● **BRANO CITATO**
╭──

Con l’arrivo delle buste paga di novembre si è potuto constatare quanto irrisori siano i reali importi degli arretrati contrattuali e verificare la reale entità degli aumenti mensili. La delusione, per le centinaia di migliaia di operatori sanitari, di personale amministrativo e tecnico è stata grande.
Ingannati da mesi di propaganda con la quale i sindacati firmatari del contratto hanno cercato di far passare il rinnovo contrattuale come una svolta epocale, il brusco ritorno alla realtà ha generato un diffuso sentimento di frustrazione e ingiustizia anche a fronte delle promesse e delle rassicurazioni che erano state fatte durante la pandemia.
Invece, ancora una volta, ecco aumenti imbarazzanti già divorati dal selvaggio aumento dei prezzi, intere categorie abbandonate a loro stesse e la creazione di percorsi professionali lautamente retribuiti solo per una ristretta élite.
La legge di Bilancio in approvazione, poi, non destina altro che le briciole alla Sanità, briciole che non saranno nemmeno sufficienti a coprire gli aumenti dei costi per l’energia e tanto meno a ripianare il deficit accumulato dalle regioni per le maggiori spese sostenute durante la pandemia. Deficit diffuso che, in mancanza di scelte determinanti, quale quella di togliere il tetto di spesa per il personale, costringe le regioni a non assumere il poco personale che oramai si riesce a reperire, spiana la strada per ulteriori esternalizzazioni e convenzioni con il privato, costringe il personale a condizioni di lavoro e sicurezza oramai intollerabili.

╰──

● **MATERIALE DI PARTENZA**
╭──

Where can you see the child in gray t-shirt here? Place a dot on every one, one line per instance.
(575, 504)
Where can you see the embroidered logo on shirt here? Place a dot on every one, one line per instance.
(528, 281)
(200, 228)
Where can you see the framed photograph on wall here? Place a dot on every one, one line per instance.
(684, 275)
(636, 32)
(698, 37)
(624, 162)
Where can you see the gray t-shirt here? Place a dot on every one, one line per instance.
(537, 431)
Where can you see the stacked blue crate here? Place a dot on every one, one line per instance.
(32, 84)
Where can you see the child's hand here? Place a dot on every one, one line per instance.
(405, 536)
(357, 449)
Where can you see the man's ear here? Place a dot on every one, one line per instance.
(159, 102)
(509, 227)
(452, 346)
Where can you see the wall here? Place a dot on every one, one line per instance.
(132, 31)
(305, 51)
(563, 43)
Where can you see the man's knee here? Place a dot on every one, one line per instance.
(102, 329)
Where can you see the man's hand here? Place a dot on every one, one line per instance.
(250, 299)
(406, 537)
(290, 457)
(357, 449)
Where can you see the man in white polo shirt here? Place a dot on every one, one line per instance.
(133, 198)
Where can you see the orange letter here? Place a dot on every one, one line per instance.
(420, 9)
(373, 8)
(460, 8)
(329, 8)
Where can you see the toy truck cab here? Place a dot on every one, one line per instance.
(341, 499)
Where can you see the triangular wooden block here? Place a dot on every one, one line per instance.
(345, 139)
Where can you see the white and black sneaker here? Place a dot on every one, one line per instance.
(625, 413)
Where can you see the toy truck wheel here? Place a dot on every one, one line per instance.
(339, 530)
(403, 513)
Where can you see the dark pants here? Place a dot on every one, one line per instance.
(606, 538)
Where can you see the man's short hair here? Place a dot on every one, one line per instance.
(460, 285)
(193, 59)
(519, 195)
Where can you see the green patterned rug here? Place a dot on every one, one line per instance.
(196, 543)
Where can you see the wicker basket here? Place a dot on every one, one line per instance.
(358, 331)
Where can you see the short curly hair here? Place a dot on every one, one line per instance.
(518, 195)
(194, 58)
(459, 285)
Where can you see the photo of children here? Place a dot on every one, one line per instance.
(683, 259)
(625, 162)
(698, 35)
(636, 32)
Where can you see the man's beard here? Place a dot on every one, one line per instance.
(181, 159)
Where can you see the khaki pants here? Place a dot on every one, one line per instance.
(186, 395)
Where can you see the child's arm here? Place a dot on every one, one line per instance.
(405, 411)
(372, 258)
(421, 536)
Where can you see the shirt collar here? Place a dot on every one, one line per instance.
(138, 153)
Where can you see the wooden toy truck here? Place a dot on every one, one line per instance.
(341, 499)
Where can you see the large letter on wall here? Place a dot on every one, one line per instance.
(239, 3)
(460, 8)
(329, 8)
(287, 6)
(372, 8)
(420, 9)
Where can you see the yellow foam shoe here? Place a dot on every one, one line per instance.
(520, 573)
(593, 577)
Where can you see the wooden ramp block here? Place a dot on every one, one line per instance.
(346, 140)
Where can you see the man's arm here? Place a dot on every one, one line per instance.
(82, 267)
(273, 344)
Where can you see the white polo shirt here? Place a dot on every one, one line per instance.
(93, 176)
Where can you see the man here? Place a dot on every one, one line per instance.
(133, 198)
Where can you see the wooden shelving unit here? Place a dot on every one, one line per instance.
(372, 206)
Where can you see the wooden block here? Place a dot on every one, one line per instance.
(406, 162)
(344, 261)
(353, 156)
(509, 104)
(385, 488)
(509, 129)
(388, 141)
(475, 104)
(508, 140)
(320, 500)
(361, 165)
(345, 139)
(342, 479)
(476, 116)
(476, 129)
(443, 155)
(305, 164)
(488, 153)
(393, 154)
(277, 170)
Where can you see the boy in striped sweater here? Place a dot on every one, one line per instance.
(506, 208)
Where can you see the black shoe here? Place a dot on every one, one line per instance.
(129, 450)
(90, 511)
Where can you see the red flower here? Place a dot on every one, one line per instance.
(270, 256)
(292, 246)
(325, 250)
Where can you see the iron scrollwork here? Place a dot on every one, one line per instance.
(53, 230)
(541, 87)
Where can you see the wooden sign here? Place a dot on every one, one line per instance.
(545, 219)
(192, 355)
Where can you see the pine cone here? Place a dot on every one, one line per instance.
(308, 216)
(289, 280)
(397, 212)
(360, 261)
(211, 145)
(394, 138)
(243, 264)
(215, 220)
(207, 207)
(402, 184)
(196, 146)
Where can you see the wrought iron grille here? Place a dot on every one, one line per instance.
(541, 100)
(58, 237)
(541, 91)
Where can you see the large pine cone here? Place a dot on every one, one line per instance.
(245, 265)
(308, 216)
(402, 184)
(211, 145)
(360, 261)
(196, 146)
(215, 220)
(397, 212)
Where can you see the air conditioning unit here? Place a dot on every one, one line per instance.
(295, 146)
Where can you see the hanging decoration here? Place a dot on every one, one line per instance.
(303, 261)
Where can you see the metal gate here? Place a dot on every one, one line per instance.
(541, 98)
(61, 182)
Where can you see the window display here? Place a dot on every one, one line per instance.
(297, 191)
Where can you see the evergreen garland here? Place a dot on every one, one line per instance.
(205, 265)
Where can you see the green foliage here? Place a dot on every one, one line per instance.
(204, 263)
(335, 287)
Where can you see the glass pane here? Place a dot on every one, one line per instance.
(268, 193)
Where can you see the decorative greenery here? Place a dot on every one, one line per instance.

╰──

● **COMPITO 1**
Traduci in inglese questa frase del brano citato: "La delusione, per le centinaia di migliaia di operatori sanitari, di personale amministrativo e tecnico è stata grande."
● **COMPITO 2**
Per favore, trascrivi parola per parola la parte del brano citato che comincia con "Ingannati da mesi" e prosegue fino a "una ristretta élite.".

● **LA TUA RISPOSTA 1**
The disappointment for the hundreds of thousands of healthcare workers and administrative and technical staff was great.

● **LA TUA RISPOSTA 2**
Ingannati da mesi di propaganda con la quale i sindacati firmatari del contratto hanno cercato di far passare il rinnovo contrattuale come una svolta epocale, il brusco ritorno alla realtà ha generato un diffuso sentimento di frustrazione e ingiustizia anche a fronte delle promesse e delle rassicurazioni che erano state fatte durante la pandemia.
Invece, ancora una volta, ecco aumenti imbarazzanti già divorati dal selvaggio aumento dei prezzi, intere categorie abbandonate a loro stesse e la creazione di percorsi professionali lautamente retribuiti solo per una ristretta élite.